> **ВЫБРАННЫЙ ФРАГМЕНТ**:
* * * * * * * * *

Герард Терборх. Бокал лимонада

Эта детализация другого порядка, чем в нидерландских картинах XV столетия, но и в ней есть привлекательность интима. В отличие от своих предшественников, голландцы XVII века овладели передачей световой атмосферы: свет, проникающий сквозь решетчатые окна, золотит и смягчает интерьер, где, пожалуй, слишком все расчерчено на клеточки - стены и пол. Но, правда, в своем пристрастии к клеточкам голландцы нашли своеобразную позицию - ее можно назвать поэзией рамки. Многие замечают, каким красивым кажется иногда кусок ничем не замечательного ландшафта, если увидеть его в обрамлении - например, через открытую дверь комнаты, или в окно, или под аркой моста. «Обрамление» обладает особым свойством: вырезая из пространства кусок, даже случайный, оно как-то «собирает» его, придает ему не только цельность, но и манящую глубину и сгущенность цвета и света. Вы смотрите из темной комнаты через дверь на освещенный солнцем самый обыкновенный двор, и вам он видится каким-то райским уголком. Этот эффект рамки давно чувствовали и использовали художники, голландцы применяли его особенно охотно. У Питера де Хоха, например, композиции строятся так: комната, приоткрытая дверь в другую комнату, дверь в чуланчик, дверь во двор - целая система «рамок», вдвинутых одна в другую. И интерьер, в сущности однообразный, кажется заманчивым и влекущим. Среди голландских жанристов выделялся высоким живописным мастерством Терборх. Его ценили главным образом за искусную передачу фактуры материалов, особенно переливов тяжелого атласа.

Вермер Делфтский. Девушка с письмом

Но Терборх не просто виртуозный, но и очень тонкий живописец. Б. Виппер говорит о нем: «. пожалуй, никто из голландских живописцев не умел с такой естественностью, как Терборх, передавать специфику жеста женщины, когда она шьет, держит бокал вина либо лютню или моет руки; и не только жест, а и движение тела, поворот головы, взгляд, направленный или на соответствующий предмет, или, так сказать, внутрь себя, в зависимости от характера действия». Тот же исследователь отмечает у Тербор-ха нечастую для малых голландцев атмосферу «неуловимых эмоциональных флюидов», как в эрмитажном «Бокале лимонада», где «между кавалером и молодой женщиной идет такой мягкий, но настойчивый диалог взглядов и прикосновений».

* * * * * * * * *

> **ИСХОДНЫЕ ДАННЫЕ**:
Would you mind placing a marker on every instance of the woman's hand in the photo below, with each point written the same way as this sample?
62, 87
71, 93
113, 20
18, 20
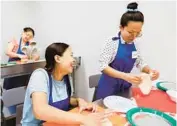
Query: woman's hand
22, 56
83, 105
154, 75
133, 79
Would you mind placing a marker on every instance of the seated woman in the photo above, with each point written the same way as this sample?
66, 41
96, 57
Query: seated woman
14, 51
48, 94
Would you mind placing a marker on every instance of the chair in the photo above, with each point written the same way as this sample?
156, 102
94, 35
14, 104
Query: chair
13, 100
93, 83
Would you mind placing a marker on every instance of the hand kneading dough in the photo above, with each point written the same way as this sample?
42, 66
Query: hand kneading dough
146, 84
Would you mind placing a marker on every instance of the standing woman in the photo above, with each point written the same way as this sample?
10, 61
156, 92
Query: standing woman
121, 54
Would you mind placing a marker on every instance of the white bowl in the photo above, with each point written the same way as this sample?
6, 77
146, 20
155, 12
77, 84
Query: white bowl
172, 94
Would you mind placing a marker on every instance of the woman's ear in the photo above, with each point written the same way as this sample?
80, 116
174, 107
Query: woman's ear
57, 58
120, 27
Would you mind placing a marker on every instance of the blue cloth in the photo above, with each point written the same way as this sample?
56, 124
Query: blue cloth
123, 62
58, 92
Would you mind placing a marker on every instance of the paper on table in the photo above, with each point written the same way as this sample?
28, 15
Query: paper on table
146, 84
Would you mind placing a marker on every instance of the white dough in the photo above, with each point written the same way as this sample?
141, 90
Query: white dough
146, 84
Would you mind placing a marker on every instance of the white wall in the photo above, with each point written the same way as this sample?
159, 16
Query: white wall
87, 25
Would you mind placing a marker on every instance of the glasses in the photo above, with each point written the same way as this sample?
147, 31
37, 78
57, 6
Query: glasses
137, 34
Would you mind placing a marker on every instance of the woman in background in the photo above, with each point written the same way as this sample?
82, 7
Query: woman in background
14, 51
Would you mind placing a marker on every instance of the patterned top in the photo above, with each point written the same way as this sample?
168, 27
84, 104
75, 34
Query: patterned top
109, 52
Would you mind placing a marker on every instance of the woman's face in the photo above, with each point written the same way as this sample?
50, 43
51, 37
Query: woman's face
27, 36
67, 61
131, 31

* * * * * * * * *

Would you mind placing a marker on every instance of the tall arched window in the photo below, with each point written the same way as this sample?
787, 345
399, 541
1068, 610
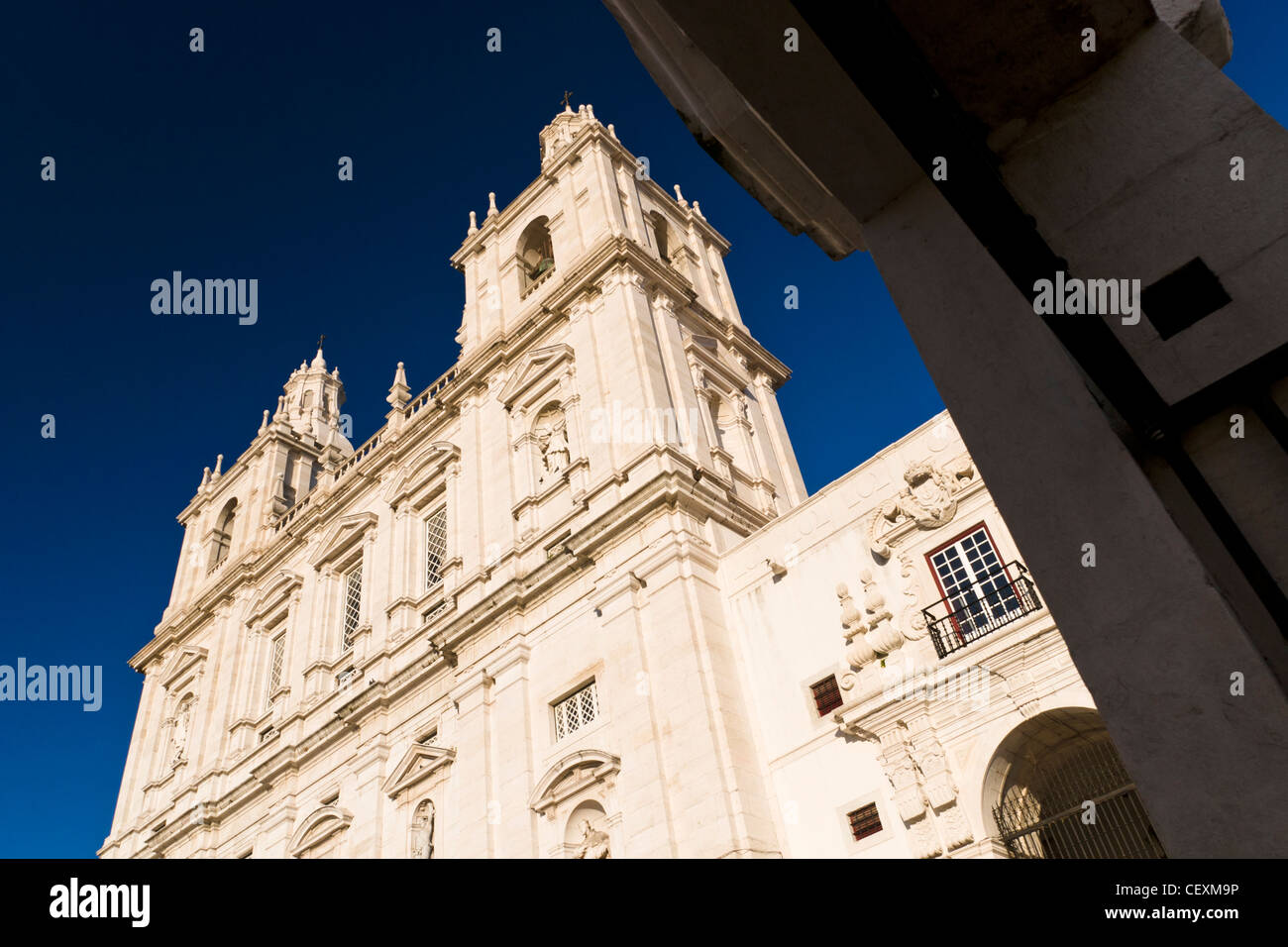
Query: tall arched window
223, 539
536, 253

* * * * * * * * *

> **ЧТО НУЖНО СДЕЛАТЬ**:
**A.** За что, согласно фрагменту о голландской живописи, Терборха ценили главным образом?
**B.** Отфильтруйте записи и выпишите каждую строку, в которой встречается слово «below».
Текст и записи представляют собой отдельные, не связанные между собой материалы.

> **ОТВЕТЫ ПО ЗАДАНИЯМ**:
**A.** За искусную передачу фактуры материалов, особенно переливов тяжелого атласа.

**B.**
Would you mind placing a marker on every instance of the woman's hand in the photo below, with each point written the same way as this sample?
Would you mind placing a marker on every instance of the tall arched window in the photo below, with each point written the same way as this sample?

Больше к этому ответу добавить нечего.